What this exercise asks:
a) Translate this sentence from the passage on EMS work during the pandemic into Spanish: "The EMS provider often finds the patient at the intersection of hope and despair."
b) Write out the part of the passage on EMS work during the pandemic that opens with the words "As the 46th" and closes with "intentional or unintentional?".
c) Answer these questions using the passage on EMS work during the pandemic:
(i) On what dates does the 46th annual national EMS week fall?
(ii) Which two groups are named as associated support team members?
(iii) What did the signs from the community read?

Reading passage:

------------------------------

As the 46th annual national EMS week (May 16-22) approaches, the COVID-19 pandemic has made many in the health care community ponder the following question: Is the public service I provide worth the personal sacrifice I am expected to make, either intentional or unintentional?

With the virus spreading, seemingly uncontrollably at times, and health care providers and facilities becoming overwhelmed, all were forced to make the adjustment to a new normal. Clinical resources as well as cleaning supplies became scarce. This was compounded by job losses, and daily reports of COVID cases and deaths rising exponentially. It was/is a salient moment.

Those of us on the front lines began seeing and hearing things most of us had been beckoning for the public to acknowledge for years: Every call, every patient encounter, puts the provider at risk. Respect the work we do.

Treating the chief complaint in a pre-hospital setting, and transporting that patient to a facility to meet their emergent need, does not mean the call ends for the Emergency Medical Technician. The exposure to an unknown disease or virus, and the subsequent treatment of the provider, may go on for months after that patient is discharged and resumes his daily life.

The expressions of those from the community have been mostly positive. The signs that read “You Are Heroes” and comments from everyday citizens saying “Thank you for your service” have been much appreciated.

The free, or reduced-cost meals provided by eating establishments were tangible reminders of this acknowledgement. Coming in for a shift and finding that some entity has provided breakfast or lunch as a token of appreciation made carrying the burden more bearable.

Unless one has served as a front-line health care worker, it is hard to fully understand the challenges of providing services to the public in this capacity. That includes our associated support team members who are firemen and police. The expectations are gargantuan, and in some instances, unrealistic.

One call can challenge book knowledge, experience, and common sense in a millisecond. The scene can require the services of “Mr. Goodwrench,” capable of fixing everything wrong. At the same time, emergency personnel become a de facto ombudsman, adroit in the art of bringing peace out of chaos.

The EMS provider often finds the patient at the intersection of hope and despair.

------------------------------

Entries supplied:
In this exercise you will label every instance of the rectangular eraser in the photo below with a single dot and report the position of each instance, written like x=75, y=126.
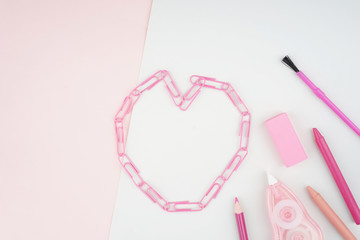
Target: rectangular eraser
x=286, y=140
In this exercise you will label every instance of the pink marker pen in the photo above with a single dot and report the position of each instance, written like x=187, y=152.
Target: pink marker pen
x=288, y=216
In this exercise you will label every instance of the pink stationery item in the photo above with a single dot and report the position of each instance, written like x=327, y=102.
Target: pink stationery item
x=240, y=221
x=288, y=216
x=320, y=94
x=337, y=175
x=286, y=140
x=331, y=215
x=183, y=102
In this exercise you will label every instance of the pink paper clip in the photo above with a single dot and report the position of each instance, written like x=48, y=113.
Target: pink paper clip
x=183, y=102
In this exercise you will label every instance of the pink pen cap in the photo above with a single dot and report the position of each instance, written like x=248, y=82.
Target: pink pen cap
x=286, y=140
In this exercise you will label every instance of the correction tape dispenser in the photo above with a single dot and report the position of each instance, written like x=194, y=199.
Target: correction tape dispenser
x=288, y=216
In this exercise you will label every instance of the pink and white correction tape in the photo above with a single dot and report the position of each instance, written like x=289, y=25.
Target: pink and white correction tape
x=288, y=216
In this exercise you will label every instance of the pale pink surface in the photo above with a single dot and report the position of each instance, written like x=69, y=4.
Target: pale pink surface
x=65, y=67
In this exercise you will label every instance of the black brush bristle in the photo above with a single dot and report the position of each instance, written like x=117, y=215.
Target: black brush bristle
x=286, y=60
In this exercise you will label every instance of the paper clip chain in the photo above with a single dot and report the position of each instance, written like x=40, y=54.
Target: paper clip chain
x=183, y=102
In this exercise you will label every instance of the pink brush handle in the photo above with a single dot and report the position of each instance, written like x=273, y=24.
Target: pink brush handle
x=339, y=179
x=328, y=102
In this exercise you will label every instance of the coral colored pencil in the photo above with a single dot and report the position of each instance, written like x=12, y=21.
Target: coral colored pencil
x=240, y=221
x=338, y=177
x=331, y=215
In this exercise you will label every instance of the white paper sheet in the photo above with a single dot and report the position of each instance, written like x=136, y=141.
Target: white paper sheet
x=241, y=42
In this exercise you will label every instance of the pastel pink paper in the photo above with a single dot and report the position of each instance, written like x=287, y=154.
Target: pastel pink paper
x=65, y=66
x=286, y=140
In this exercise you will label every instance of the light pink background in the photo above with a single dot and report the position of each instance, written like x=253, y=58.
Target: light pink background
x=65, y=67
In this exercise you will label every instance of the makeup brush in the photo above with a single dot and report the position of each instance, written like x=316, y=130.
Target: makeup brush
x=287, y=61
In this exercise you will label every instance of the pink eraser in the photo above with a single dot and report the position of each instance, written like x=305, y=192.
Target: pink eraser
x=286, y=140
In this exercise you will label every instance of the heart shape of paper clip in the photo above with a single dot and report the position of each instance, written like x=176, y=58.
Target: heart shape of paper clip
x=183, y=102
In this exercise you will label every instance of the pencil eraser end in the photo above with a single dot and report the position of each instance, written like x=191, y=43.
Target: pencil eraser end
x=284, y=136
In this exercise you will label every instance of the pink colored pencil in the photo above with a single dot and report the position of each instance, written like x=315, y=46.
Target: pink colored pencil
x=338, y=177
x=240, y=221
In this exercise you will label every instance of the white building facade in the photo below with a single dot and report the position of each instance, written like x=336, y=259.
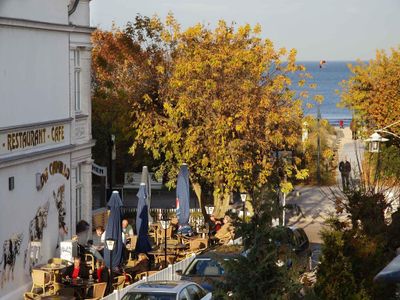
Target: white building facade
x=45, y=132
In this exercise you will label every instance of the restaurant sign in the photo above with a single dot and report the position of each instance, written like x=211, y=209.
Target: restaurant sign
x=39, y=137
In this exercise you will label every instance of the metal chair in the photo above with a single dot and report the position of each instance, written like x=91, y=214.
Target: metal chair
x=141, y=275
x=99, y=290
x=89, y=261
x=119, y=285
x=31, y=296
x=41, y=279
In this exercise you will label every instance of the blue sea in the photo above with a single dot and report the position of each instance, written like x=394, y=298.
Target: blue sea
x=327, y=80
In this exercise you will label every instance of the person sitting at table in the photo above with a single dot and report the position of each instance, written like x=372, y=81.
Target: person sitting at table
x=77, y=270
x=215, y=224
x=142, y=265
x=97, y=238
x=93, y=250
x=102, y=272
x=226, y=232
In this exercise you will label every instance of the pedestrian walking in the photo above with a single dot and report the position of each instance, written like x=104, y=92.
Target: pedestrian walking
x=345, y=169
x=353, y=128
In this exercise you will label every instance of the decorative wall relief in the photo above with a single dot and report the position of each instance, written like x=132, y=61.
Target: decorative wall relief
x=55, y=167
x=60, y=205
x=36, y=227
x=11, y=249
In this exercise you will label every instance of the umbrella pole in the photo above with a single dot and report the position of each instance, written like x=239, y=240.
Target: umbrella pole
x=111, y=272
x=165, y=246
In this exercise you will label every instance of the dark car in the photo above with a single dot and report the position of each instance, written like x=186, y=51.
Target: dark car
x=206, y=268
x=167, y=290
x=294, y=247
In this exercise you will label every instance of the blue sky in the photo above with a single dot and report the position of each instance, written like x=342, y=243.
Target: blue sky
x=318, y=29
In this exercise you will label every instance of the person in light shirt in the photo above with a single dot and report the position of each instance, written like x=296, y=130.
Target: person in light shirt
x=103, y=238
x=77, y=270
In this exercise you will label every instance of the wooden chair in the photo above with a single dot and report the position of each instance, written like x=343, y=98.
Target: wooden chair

------------------------------

Your written answers:
a) El proveedor de servicios de emergencias médicas a menudo encuentra al paciente en la intersección de la esperanza y la desesperación.

b)
As the 46th annual national EMS week (May 16-22) approaches, the COVID-19 pandemic has made many in the health care community ponder the following question: Is the public service I provide worth the personal sacrifice I am expected to make, either intentional or unintentional?

c)
(i) May 16-22
(ii) Firemen and police
(iii) "You Are Heroes"